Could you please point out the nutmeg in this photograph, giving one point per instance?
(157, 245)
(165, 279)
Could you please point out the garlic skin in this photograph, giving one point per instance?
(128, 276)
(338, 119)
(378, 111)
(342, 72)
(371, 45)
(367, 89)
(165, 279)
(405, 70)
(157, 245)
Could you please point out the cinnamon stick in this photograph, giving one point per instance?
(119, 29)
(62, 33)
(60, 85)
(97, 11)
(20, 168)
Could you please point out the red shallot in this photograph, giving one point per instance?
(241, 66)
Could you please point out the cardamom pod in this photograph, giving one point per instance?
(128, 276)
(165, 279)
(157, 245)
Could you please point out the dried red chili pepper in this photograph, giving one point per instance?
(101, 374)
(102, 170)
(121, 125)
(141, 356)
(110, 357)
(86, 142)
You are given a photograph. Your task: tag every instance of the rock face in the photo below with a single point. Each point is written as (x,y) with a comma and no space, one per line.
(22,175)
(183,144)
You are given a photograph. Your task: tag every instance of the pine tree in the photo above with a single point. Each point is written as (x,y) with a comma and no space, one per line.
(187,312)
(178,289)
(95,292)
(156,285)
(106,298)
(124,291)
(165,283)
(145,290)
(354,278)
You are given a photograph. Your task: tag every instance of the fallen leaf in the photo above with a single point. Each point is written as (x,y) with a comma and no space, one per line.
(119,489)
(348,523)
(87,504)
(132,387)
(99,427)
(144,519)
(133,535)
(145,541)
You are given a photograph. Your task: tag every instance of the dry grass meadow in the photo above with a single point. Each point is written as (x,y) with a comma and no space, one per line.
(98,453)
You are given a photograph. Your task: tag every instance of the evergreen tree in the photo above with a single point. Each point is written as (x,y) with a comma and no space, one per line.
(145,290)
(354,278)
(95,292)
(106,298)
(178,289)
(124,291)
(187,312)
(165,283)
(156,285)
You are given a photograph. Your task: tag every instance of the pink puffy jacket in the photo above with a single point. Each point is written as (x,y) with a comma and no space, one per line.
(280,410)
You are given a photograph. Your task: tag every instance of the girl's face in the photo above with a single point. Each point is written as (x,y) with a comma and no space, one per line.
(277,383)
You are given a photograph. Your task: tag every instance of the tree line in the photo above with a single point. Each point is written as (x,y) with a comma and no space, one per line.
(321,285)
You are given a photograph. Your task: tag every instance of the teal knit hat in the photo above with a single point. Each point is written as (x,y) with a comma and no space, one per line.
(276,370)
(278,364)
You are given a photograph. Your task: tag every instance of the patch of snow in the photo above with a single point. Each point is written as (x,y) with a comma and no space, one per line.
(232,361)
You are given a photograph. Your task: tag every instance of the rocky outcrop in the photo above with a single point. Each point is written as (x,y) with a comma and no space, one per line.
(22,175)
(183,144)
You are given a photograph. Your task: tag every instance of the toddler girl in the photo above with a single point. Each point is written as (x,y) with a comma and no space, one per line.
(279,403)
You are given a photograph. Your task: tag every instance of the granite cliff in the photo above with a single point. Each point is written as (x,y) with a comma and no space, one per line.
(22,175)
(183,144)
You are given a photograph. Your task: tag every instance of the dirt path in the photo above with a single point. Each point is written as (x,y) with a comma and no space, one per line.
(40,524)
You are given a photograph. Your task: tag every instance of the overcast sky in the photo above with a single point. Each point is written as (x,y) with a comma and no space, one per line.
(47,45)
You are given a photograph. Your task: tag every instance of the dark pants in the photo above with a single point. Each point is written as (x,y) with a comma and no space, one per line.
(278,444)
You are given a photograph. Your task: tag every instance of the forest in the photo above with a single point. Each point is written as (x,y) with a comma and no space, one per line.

####################

Task prompt: Every entry must be retyped in full, exactly as given.

Right answer:
Could you please point out the nutmeg in this photograph, giving one point per instance?
(157, 245)
(165, 279)
Could you please point out the garlic skin in this photograph, giving one point per instance?
(128, 276)
(338, 119)
(378, 111)
(342, 72)
(371, 45)
(367, 89)
(165, 279)
(405, 70)
(157, 245)
Could you please point out the cinnamon stick in this photograph, giving one point per instance?
(119, 29)
(62, 33)
(60, 85)
(97, 11)
(20, 168)
Could you please point out the red shallot in this photograph, giving one point per instance?
(241, 66)
Could you please point out the cardamom pod in this photograph, giving one point per instance?
(128, 276)
(165, 279)
(157, 245)
Could you please point out the dried red chili pepper in this photograph, giving one point per instance?
(101, 374)
(102, 170)
(121, 125)
(141, 356)
(110, 357)
(86, 142)
You are given a photograph. Your task: tag every instance of the rock face in the photo below with a single point. Each point is written as (x,y) with a comma and no space, one per line.
(22,175)
(183,144)
You are given a photograph. Your task: tag every instance of the pine tree in the photo above with a single point. Each point is written as (x,y) with a comma and no space, one per line.
(187,312)
(178,289)
(95,292)
(156,285)
(106,298)
(124,291)
(165,283)
(145,290)
(354,278)
You are given a photograph. Your task: tag every instance of the fallen leaf in the photo above with a single point. Each point is written as (x,y) with a comma and no space, one per line.
(119,489)
(348,523)
(87,504)
(132,387)
(99,427)
(144,519)
(133,535)
(145,541)
You are given a photograph. Your task: tag every instance of the dry grass meadow in the photo above with a single point. Each point is written as (x,y) with a comma and no space, one per line.
(98,453)
You are given a photograph. Your task: tag every instance of the evergreen tree in the photo above with a single point. Each point is written as (x,y) with a comma and no space, one per line.
(145,290)
(354,278)
(95,292)
(106,298)
(178,289)
(124,291)
(187,312)
(165,283)
(156,285)
You are given a photograph. Your task: tag every instance of the pink puffy jacket in the photo above with a single point. Each point is written as (x,y) with a comma and no space, one per line.
(280,410)
You are given a photograph. Your task: tag every instance of the girl's face in the photo above with a single point. Each point is written as (x,y) with a comma and no space, one per line.
(277,383)
You are given a photograph. Your task: tag every instance of the tree line in the photo above with a single point. Each point is written as (x,y) with a comma and no space, one per line.
(321,285)
You are given a photograph. Your task: tag every instance of the teal knit hat in the photo above with a single point. Each point is written as (x,y) with a comma and no space, one per line.
(276,370)
(278,364)
You are given a photograph. Your task: tag every instance of the patch of snow in the photo above with a single point. Each point is written as (x,y) with a comma and no space, one per line.
(232,361)
You are given a photograph. Your task: tag every instance of the rocky outcrop in the photo above with a single point. Each point is written as (x,y) with a comma and no space, one per line.
(22,175)
(183,144)
You are given a photograph. Your task: tag every instance of the toddler girl in the photo above with a single point. Each point is written as (x,y) with a comma and no space, one per line.
(279,403)
You are given a photograph. Your task: tag every instance of the granite cliff in the photo above with a single point. Each point is written as (x,y) with a comma and no space, one per line.
(22,175)
(183,144)
You are given a photograph. Your task: tag every instance of the dirt path in the photo above with a single point. Each point is written as (x,y) with a comma and no space, one per line.
(40,524)
You are given a photograph. Your task: tag every instance of the overcast sky in the photo above with a single point. Each point is written as (x,y) with a comma and no space, one per line.
(47,45)
You are given a photograph. Your task: tag every instance of the dark pants in the photo above with a single point. Each point is written as (x,y) with a comma and no space, one per line.
(278,444)
You are given a photograph. Your task: tag every instance of the forest in the photo above with a single point. Each point is written as (x,y) with a comma and no space, one per line.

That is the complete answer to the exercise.